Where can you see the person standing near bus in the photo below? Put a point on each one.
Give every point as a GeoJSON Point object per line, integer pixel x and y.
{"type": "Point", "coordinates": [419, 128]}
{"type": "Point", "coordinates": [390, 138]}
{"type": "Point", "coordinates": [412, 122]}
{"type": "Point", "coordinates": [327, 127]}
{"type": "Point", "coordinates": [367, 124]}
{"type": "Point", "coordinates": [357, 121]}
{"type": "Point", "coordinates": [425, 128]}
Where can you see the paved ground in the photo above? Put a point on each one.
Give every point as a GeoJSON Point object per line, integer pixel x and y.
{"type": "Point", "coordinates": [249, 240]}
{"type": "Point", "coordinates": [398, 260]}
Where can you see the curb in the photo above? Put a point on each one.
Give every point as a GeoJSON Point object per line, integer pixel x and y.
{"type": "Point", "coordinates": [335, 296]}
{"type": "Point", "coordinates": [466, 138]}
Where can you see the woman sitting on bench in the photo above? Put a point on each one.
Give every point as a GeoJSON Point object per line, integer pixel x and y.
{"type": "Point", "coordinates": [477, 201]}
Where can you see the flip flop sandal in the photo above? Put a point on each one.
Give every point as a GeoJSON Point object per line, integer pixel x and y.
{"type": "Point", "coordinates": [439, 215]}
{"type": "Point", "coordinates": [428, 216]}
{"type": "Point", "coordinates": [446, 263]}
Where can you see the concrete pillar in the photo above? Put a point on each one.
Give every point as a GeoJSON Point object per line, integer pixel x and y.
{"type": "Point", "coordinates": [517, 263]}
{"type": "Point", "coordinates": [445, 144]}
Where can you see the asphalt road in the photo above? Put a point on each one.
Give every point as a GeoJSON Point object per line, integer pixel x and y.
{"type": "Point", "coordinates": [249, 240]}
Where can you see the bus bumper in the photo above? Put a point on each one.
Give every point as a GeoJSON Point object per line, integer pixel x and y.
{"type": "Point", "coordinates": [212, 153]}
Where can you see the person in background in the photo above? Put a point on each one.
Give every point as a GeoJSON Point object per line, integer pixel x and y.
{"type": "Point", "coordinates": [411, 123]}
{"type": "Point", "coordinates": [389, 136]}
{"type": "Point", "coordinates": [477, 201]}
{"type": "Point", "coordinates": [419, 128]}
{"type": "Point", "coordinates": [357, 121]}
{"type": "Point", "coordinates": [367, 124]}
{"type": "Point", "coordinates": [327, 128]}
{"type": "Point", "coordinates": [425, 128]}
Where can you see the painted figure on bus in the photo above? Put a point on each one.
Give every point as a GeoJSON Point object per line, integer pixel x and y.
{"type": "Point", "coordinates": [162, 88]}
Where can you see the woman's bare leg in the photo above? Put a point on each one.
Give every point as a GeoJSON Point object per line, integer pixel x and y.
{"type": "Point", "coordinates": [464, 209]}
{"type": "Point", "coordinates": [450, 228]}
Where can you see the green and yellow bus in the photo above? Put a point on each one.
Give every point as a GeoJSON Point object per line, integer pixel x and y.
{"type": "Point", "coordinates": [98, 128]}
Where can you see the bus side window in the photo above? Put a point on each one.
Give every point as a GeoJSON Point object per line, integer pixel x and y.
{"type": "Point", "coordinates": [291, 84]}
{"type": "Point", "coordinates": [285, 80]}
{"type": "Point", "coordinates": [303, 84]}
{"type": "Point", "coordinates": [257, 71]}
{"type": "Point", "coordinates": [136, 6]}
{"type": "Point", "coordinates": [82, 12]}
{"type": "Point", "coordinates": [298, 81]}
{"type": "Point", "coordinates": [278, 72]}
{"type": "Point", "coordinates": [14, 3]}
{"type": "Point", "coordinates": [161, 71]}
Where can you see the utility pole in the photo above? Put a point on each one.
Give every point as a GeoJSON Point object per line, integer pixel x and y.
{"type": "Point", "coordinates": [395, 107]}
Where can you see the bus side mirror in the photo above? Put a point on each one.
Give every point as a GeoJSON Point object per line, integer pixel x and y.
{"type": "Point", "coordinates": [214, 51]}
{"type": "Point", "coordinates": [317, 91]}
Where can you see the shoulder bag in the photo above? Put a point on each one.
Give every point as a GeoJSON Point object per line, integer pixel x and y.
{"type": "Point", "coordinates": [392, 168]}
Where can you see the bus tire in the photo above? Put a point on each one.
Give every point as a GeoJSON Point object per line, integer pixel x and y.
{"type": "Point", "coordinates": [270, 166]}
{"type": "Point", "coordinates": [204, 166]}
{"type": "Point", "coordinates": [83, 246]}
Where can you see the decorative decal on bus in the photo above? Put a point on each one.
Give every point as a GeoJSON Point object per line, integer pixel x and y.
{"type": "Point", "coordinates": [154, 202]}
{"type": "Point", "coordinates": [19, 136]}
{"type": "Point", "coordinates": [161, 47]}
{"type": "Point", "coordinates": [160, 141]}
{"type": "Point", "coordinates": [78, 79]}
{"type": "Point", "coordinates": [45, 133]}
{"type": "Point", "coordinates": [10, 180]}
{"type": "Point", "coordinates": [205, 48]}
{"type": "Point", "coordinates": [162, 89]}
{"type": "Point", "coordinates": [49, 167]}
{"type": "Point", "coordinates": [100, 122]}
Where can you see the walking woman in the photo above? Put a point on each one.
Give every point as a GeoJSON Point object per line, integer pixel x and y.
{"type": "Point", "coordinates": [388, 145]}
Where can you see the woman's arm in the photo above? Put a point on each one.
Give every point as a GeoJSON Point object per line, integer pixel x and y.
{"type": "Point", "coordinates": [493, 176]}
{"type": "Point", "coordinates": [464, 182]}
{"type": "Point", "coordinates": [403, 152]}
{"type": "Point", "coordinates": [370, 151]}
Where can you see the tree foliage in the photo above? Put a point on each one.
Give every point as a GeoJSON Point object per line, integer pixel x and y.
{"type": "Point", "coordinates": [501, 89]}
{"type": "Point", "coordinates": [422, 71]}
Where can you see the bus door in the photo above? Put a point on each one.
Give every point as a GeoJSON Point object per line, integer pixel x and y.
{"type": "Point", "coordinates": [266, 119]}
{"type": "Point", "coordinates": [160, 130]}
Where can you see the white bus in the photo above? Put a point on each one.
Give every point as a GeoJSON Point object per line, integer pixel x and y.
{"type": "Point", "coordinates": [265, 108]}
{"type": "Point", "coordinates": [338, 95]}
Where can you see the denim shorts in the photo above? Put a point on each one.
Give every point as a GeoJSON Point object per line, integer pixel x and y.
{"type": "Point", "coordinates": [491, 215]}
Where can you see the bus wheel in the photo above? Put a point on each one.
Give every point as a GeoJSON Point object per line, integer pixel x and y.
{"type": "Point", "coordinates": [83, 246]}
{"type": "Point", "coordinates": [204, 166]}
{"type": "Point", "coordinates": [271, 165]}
--
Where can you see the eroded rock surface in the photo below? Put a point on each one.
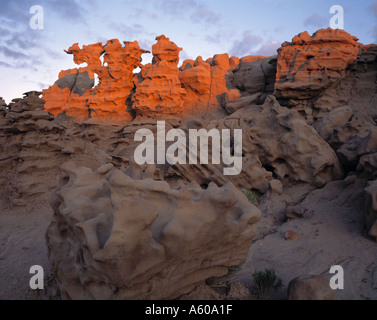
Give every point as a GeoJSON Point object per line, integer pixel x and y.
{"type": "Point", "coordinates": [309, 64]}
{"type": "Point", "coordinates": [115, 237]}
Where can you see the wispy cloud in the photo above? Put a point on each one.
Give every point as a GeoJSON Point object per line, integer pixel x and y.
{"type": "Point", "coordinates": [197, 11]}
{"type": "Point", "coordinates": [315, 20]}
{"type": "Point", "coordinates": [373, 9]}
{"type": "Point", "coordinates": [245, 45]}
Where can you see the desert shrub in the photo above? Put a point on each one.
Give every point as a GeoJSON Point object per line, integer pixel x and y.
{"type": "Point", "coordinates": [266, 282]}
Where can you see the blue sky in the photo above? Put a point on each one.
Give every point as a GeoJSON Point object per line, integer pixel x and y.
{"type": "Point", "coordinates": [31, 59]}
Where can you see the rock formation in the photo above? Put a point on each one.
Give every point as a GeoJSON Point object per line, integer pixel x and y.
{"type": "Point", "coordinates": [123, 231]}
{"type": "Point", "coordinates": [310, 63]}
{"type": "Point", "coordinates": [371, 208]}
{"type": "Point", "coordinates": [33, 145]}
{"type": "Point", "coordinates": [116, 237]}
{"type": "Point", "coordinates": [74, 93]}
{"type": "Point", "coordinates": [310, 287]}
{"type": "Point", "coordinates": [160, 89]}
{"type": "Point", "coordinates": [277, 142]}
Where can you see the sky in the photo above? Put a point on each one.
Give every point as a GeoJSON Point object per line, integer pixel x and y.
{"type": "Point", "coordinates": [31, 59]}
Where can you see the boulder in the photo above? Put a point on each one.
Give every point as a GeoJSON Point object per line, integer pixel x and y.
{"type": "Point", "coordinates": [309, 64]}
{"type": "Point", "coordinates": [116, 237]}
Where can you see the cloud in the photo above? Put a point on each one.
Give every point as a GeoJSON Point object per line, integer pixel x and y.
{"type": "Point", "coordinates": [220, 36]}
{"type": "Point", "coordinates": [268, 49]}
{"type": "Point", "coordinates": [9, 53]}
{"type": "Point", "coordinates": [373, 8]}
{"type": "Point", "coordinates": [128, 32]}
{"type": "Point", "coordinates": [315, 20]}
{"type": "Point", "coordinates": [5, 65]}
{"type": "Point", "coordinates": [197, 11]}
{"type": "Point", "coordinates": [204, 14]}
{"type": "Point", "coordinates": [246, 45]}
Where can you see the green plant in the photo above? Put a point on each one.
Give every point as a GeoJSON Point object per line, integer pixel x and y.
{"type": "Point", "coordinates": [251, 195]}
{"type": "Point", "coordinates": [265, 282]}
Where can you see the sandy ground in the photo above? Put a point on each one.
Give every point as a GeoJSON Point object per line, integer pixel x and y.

# EXERCISE AIM:
Your answer should consist only of the lines above between the line holding "Where can you see the tree" and the line holding "Where can you see the denim", inclusive, each transcribed exactly.

# RESULT BELOW:
Where can you see the tree foliage in the photo above? Put a point on each one.
Give every point as a GeoJSON Point object per line, integer pixel x and y.
{"type": "Point", "coordinates": [501, 89]}
{"type": "Point", "coordinates": [422, 71]}
Where can you see the bus door in the photo above? Put a point on each one.
Give every point as a GeoJSON Point object per line, integer pixel x and y.
{"type": "Point", "coordinates": [266, 119]}
{"type": "Point", "coordinates": [160, 130]}
Where can you see the white bus in the photo above? Put a point on each one.
Give every point as a GeoJSON Point object per line, integer pixel x and y.
{"type": "Point", "coordinates": [265, 108]}
{"type": "Point", "coordinates": [338, 95]}
Where can you see the denim shorts in the photo above? Put a point on each one.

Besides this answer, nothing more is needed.